— Begin Excerpted data —

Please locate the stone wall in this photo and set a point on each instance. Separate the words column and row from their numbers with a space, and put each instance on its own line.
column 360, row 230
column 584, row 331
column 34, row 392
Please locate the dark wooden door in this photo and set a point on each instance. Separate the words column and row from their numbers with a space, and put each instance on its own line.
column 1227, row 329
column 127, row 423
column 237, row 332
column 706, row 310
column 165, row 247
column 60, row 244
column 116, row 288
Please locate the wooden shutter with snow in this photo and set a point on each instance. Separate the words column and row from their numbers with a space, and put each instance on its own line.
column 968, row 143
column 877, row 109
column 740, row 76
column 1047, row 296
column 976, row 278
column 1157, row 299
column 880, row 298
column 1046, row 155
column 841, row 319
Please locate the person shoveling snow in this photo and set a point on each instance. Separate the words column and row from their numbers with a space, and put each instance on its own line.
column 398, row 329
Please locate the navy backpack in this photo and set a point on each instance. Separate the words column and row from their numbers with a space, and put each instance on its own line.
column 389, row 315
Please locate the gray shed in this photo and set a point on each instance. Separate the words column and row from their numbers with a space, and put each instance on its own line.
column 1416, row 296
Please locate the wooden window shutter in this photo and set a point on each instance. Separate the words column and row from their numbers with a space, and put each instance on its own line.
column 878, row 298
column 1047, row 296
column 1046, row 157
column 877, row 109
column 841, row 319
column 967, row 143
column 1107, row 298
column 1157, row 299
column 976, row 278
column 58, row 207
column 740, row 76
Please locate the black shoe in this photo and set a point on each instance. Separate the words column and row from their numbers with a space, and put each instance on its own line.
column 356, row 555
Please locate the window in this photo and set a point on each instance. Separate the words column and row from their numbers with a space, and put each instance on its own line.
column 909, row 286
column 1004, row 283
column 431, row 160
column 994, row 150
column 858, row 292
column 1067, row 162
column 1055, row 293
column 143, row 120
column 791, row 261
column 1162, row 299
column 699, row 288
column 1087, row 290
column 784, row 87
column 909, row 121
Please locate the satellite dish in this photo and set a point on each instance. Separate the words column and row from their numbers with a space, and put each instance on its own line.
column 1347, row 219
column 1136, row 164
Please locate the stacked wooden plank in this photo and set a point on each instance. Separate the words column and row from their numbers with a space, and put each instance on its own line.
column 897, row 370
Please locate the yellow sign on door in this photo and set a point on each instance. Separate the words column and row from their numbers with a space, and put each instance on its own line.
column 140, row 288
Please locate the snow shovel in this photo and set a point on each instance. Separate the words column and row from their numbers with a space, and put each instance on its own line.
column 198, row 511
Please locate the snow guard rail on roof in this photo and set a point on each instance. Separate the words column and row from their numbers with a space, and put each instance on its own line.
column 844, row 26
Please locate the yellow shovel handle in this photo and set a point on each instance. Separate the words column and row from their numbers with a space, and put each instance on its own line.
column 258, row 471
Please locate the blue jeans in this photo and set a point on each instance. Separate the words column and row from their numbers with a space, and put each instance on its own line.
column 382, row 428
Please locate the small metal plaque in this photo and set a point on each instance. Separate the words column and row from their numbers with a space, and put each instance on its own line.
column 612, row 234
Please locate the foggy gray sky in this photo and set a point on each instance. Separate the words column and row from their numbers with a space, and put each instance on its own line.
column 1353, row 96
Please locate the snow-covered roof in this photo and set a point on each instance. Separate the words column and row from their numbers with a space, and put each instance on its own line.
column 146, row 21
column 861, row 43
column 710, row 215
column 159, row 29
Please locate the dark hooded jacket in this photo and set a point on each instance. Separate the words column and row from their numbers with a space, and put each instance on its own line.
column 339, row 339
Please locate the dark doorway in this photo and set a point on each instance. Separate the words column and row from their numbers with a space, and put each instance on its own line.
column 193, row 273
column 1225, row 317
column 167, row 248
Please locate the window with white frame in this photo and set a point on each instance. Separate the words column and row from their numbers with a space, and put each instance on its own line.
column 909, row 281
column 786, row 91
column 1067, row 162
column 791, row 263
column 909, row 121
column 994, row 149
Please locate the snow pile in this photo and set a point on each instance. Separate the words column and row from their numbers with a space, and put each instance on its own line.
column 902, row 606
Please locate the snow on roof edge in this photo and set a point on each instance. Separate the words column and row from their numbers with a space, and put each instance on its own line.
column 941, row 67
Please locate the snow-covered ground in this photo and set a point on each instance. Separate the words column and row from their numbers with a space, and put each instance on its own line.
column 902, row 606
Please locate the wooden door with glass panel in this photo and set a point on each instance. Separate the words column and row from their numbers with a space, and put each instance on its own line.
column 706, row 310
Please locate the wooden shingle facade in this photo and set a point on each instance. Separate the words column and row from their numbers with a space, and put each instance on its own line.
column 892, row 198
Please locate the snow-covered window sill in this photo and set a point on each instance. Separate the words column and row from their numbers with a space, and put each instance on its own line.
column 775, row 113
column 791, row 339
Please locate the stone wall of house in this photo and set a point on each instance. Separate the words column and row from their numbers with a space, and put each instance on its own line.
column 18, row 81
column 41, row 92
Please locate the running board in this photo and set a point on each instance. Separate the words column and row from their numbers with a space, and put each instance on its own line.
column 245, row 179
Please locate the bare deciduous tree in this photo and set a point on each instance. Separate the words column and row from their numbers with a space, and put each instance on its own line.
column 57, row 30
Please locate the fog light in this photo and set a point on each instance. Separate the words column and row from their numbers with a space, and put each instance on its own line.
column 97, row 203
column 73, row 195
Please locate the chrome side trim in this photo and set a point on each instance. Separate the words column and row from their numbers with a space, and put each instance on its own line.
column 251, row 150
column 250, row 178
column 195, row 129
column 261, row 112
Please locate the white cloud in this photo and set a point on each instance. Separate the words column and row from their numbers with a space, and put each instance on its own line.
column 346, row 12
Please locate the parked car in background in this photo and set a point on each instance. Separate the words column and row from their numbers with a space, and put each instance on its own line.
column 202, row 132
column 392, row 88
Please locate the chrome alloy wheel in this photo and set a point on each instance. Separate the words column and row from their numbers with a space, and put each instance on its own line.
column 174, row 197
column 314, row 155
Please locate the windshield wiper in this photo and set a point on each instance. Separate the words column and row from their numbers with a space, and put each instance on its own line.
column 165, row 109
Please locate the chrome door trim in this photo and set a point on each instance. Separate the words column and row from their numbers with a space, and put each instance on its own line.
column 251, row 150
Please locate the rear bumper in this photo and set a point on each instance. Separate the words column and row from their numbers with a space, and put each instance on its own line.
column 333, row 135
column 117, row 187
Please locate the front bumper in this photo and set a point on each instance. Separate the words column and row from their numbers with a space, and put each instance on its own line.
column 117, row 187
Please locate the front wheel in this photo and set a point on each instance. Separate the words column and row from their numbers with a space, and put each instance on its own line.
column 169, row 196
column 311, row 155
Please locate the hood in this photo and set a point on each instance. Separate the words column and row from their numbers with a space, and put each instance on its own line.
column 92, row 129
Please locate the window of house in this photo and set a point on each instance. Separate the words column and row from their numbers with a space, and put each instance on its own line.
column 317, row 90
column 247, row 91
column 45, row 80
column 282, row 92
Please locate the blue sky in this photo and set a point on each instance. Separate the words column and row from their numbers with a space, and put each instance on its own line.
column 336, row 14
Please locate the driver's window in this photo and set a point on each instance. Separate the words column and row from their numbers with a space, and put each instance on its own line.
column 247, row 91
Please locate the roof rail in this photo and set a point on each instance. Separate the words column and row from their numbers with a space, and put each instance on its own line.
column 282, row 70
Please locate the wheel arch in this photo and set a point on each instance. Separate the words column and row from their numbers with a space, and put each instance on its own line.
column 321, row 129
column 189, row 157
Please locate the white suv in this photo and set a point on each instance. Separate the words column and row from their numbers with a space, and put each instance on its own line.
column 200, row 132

— End Excerpted data —

• _Task instructions_
Repeat the listing in full, keeping every line exactly as it is.

• _Task answer_
Please locate the stone wall in this photo and set a point on each instance. Separate the words column and row from their numbers with a space, and put each instance on its own line.
column 360, row 230
column 584, row 331
column 34, row 392
Please locate the dark wooden door in this photo and set a point on each instance. Separate the words column and row from their numbers with a space, and put each instance on its own line.
column 1227, row 329
column 127, row 423
column 237, row 332
column 706, row 310
column 165, row 247
column 60, row 244
column 116, row 288
Please locate the wooden shutter with snow in this photo and set a point on each instance. Separate the words column and row from their numbers with a space, and put each instance on its own line.
column 968, row 143
column 877, row 109
column 740, row 76
column 1047, row 296
column 976, row 278
column 1157, row 299
column 880, row 298
column 1046, row 155
column 841, row 319
Please locate the person shoveling snow in this photo and set a point on each instance. Separate the words column and row from their numbers with a space, and put each instance on its own line.
column 398, row 329
Please locate the navy backpack in this photo and set a point on each instance. Separate the words column and row from their numbers with a space, and put each instance on its own line.
column 389, row 315
Please locate the gray shed in this photo and set a point on each instance. Separate the words column and row from their numbers with a space, and put each instance on its own line.
column 1416, row 296
Please locate the wooden window shutter in this photo and set a point on each instance. Separate the words column and row from their numbers with a space, and put each instance on its own line.
column 878, row 298
column 1047, row 296
column 1046, row 157
column 877, row 109
column 841, row 319
column 967, row 143
column 1107, row 298
column 1157, row 299
column 976, row 278
column 58, row 207
column 740, row 76
Please locate the black shoe in this photo and set a point on each instance. Separate the words column and row from their numbers with a space, and put each instance on its own line.
column 356, row 555
Please locate the window in this photo and set a point on each instance. Separate the words column and row from their numbers with a space, and put each instance on its own line.
column 909, row 286
column 1004, row 283
column 431, row 160
column 994, row 150
column 858, row 292
column 1067, row 162
column 1055, row 293
column 143, row 120
column 791, row 261
column 1162, row 299
column 699, row 288
column 1087, row 290
column 784, row 87
column 909, row 121
Please locate the satellite dish in this photo and set a point on each instance. Separate the words column and row from their numbers with a space, and put each instance on its own line.
column 1347, row 219
column 1136, row 164
Please locate the stacked wooden plank in this photo and set a point on each instance. Separate the words column and row from their numbers with a space, and put each instance on its own line.
column 897, row 370
Please locate the yellow sign on door in this photo and set a point on each instance. Separate the words column and row from their numbers with a space, and put each instance on its own line.
column 140, row 288
Please locate the snow shovel in this photo and set a point on each instance. Separate the words column and row from their numbers with a space, and put each instance on its own line.
column 198, row 511
Please locate the snow guard rail on roof in this photo and set a point on each instance. Separate the words column and row from their numbers with a space, and put each instance on its own line.
column 844, row 26
Please locate the yellow shovel handle in this photo and set a point on each instance. Separate the words column and row from their numbers with a space, and put each instance on its own line.
column 258, row 471
Please locate the blue jeans in this photo and set a point on each instance. Separate the words column and row from their numbers with a space, and put each instance on its own line.
column 382, row 428
Please locate the small metal plaque in this photo and set a point on each instance. Separate the words column and row from their numbers with a space, and put each instance on its own line.
column 612, row 234
Please locate the foggy gray sky in this photo and set a point on each instance. Separate the words column and row from their numbers with a space, and put each instance on its own line.
column 1353, row 96
Please locate the snow-covered roof in this photo and set a point on each instance. Separate the words column and row from their numbers with a space, and put each instance on its own line.
column 146, row 21
column 861, row 43
column 710, row 215
column 159, row 29
Please locate the dark hooded jacket in this photo and set a point on each instance. Separate the words column and row from their numbers with a space, and put each instance on its own line.
column 339, row 339
Please locate the dark doorway in this photo and set a point on each instance. Separate the words column and row from their numbers with a space, and put each instance on its own line.
column 193, row 273
column 1225, row 317
column 167, row 248
Please locate the window with white frame in this photo and set a point on each instance. Separate the words column and row from their numbers with a space, and put each instance on its own line.
column 909, row 281
column 786, row 91
column 1067, row 162
column 791, row 263
column 909, row 121
column 994, row 149
Please locate the snow pile in this photo and set a point on each instance. Separate the words column and row from their numbers with a space, and put each instance on its own line.
column 902, row 606
Please locate the snow on roof edge in this photo and set a point on each instance. Separate the words column and row from their numbers with a space, and put each instance on its own line.
column 941, row 67
Please locate the snow-covered ground in this photo and set a point on each instance. Separate the words column and row from their numbers with a space, and put each instance on its own line.
column 902, row 606
Please locate the wooden door with glass panel in this photo and set a point on each instance. Separate the words column and row from their numbers with a space, and put each instance on its own line.
column 706, row 310
Please locate the wooden shingle facade in this photo and set a point on each instance. Separate the words column and row from their numbers with a space, and put each instance on its own line.
column 892, row 198
Please locate the snow-covered window sill in this photo and set a point on each instance. Separate the words column and row from their numbers with a space, and put each instance on its own line.
column 775, row 113
column 791, row 339
Please locate the stone wall of house in this photo and set a point on each instance. Separate the words column and row from their numbers with a space, and put each instance on its own line.
column 18, row 81
column 41, row 92
Please locate the running board in this photo and set a point on each instance. Separate the words column and row from their numbers with a space, and put each instance on its own line.
column 245, row 179
Please locate the bare deciduous tree in this photo and set a point on each instance. Separate the words column and row from their numbers with a space, and put each instance on its own line.
column 57, row 30
Please locate the fog light in this photo and set a point on each instance. Separate the words column and row from their numbers with a space, and put each instance on its own line.
column 97, row 203
column 73, row 195
Please locate the chrome side trim in this photo and set a point on each instance. Separate the words column and row from their numbers with a space, and put each instance on its own line.
column 251, row 150
column 250, row 178
column 195, row 129
column 261, row 112
Please locate the white cloud in this photo and set a point on each instance. Separate the words column and row from their numbers with a space, and put each instance on its own line.
column 346, row 12
Please locate the parked car in background in this photo and set a point on each instance. Separate the words column and row from their numbers with a space, and put each instance on its own line.
column 202, row 132
column 392, row 88
Please locate the chrome alloy wheel in this photo and set a point on each instance. Separate the words column and row from their numbers with a space, and put each instance on its own line.
column 174, row 197
column 314, row 155
Please locate the windshield wiper in this photo and set a point on each instance. Separate the words column and row from their numbers with a space, and put each instance on its own line.
column 165, row 109
Please locate the chrome door trim in this photo and set a point on each instance. Separate the words column and row from their numbers with a space, and put each instance on its own line.
column 251, row 150
Please locate the rear bumper in this photo and set a point on each instance. Separate the words column and row from their numbers with a space, and put each instance on its own line.
column 333, row 135
column 117, row 187
Please locate the front bumper in this photo and set a point on each instance. Separate the words column and row from their numbers with a space, and put each instance on its own line.
column 117, row 187
Please locate the front wheel in this photo and set a point on each instance. Separate the words column and row from their numbers with a space, and put each instance on its own line.
column 169, row 196
column 311, row 155
Please locate the hood in this photo and set a point on each instance. Separate the words column and row from their numbers with a space, and put each instance on its own line.
column 92, row 129
Please locate the window of house in this photo and set a point on each instance. Separate the words column and row from their numbers with a space, and put each instance on its own line.
column 317, row 90
column 247, row 91
column 45, row 80
column 282, row 92
Please locate the blue sky in this photo and set a point on each instance. Separate the words column and row from their numbers with a space, and put each instance on its own line.
column 336, row 14
Please locate the driver's window in this photo and set a point on each instance. Separate the words column and row from their numbers with a space, and put each instance on its own line.
column 247, row 91
Please locate the roof rail in this photo and set a point on each instance. Separate the words column and row from their numbers with a space, and put each instance on its own line.
column 282, row 70
Please locate the wheel arch in this photo and set a point on each instance. Separate the words column and row from their numbers with a space, and put each instance on its own line.
column 321, row 129
column 189, row 157
Please locate the white suv in this photo and set a point on each instance. Separate the words column and row from their numbers with a space, and put each instance on its own line.
column 200, row 132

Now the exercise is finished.